実施事項 =>
a) カダフィ政権下の人権侵害についての文章によれば、1996年にアブサリム刑務所で虐殺された囚人は推計何人か。
b) カダフィ政権下の人権侵害についての文章のうち、「ヒューマン・ライツ・ウォッチ」から「て足る、ということはない。」」までを、その両端も含めてもう一度書け。その際、「恐怖と弾圧」を「恐怖と抑圧」に入れ替えよ。

提示された文章 =>
__________________________________________________

ヒューマン・ライツ・ウォッチの中東・北アフリカ局長サラ・リー・ウィットソンは、「カダフィ大佐の残虐な独裁終焉に伴い、リビアの人びとは彼の支配下で行われた多くの犯罪に対する法の裁きを目にする機会を得た」と述べる。「40年もの間、人びとは恐怖と弾圧にさらされていた。その恐ろしい40年間についての真実を知り、人権侵害に関与した高官たちが公正な裁きを受けるのをリビア国民が目にすることこそが肝要なのであり、カダフィ大佐の死をもってして足る、ということはない。」

42年間のカダフィ大佐独裁時代は、国内外における驚愕の人権無視に彩られていた。過去40年の最も重大な犯罪に関する中立的で徹底した調査に、新政府は努めるべきだ。膨大な数の人権侵害の中でも最も悪名高いのが、1996年にアブサリム刑務所で発生した推計1,200人の囚人虐殺だろう。1969年以来の人権侵害には、強制失踪や政治的動機による逮捕、拷問、並びに表現と結社の自由に対するほぼ完全な抑圧などが含まれている。周辺地域でも最も徹底した警察国家のひとつが、カダフィ大佐独裁のリビアだった。彼が考案した独特の政治制度「ジャマヒリヤ(大衆による共同体制)」は、実のある選挙を不可能にした−−これが、新生リビア民主政府をして改善しなければならない要素であることは確かだ。リビア国外においては、1988年に起きたパンナム航空103便爆破事件に関与していたという疑惑で、大佐は最もよく知られていた。同事件では、スコットランドのロッカビー上空でパンナム機が爆発、270人が死亡している。

__________________________________________________

生データ =>
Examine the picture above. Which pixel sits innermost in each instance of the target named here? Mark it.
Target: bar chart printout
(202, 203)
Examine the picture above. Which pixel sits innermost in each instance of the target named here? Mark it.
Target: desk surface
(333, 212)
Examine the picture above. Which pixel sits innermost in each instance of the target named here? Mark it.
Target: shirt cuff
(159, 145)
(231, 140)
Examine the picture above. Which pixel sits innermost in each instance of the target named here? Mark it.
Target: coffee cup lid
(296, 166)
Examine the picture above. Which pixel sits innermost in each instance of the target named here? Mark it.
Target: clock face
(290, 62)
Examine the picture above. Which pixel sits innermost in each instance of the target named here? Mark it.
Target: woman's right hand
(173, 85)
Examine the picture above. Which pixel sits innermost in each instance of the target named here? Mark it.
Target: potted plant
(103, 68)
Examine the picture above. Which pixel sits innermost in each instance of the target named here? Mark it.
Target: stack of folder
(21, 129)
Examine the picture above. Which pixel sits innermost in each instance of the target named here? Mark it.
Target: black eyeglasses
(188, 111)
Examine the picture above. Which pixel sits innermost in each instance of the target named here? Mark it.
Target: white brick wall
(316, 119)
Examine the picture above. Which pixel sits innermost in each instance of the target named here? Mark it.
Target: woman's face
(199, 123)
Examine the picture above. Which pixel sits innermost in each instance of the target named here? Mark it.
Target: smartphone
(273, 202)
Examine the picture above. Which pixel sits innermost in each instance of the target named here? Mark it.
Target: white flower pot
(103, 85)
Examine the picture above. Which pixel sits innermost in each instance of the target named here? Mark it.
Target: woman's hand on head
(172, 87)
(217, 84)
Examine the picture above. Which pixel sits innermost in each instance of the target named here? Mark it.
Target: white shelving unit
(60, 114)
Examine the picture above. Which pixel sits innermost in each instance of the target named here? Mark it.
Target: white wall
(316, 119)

__________________________________________________

出力結果 =>
a) 推計1,200人だ。

b)
ヒューマン・ライツ・ウォッチの中東・北アフリカ局長サラ・リー・ウィットソンは、「カダフィ大佐の残虐な独裁終焉に伴い、リビアの人びとは彼の支配下で行われた多くの犯罪に対する法の裁きを目にする機会を得た」と述べる。「40年もの間、人びとは恐怖と抑圧にさらされていた。その恐ろしい40年間についての真実を知り、人権侵害に関与した高官たちが公正な裁きを受けるのをリビア国民が目にすることこそが肝要なのであり、カダフィ大佐の死をもってして足る、ということはない。」